■ **Your instructions**
Scan the data, and whenever a line contains "slope", copy it.
(Beginning of Available data)
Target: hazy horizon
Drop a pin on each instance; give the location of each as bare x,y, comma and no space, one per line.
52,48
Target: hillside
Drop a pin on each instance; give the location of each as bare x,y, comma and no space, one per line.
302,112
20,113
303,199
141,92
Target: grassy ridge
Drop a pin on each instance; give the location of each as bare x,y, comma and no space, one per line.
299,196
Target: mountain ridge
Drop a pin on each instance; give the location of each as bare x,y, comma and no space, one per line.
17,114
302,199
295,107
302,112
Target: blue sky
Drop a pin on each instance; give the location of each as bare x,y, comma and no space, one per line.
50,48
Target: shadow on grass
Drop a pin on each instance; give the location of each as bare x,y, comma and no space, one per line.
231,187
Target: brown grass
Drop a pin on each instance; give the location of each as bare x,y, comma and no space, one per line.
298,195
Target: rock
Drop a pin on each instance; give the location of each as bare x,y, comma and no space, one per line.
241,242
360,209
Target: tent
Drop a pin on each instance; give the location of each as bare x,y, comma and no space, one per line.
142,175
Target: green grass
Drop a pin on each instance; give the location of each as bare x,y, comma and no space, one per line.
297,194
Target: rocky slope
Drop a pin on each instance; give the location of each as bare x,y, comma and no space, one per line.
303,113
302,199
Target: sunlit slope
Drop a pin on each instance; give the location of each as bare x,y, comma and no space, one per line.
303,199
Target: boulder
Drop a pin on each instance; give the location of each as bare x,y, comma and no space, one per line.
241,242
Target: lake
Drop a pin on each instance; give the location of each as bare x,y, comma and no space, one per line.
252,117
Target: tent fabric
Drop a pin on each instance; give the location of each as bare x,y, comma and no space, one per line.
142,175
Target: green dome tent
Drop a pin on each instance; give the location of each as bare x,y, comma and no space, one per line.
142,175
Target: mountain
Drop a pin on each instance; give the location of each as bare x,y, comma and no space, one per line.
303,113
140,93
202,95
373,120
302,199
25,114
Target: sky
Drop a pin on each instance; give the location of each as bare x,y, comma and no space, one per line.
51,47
(End of Available data)
■ **Result of this task**
Target: rocky slope
Target: sunlit slope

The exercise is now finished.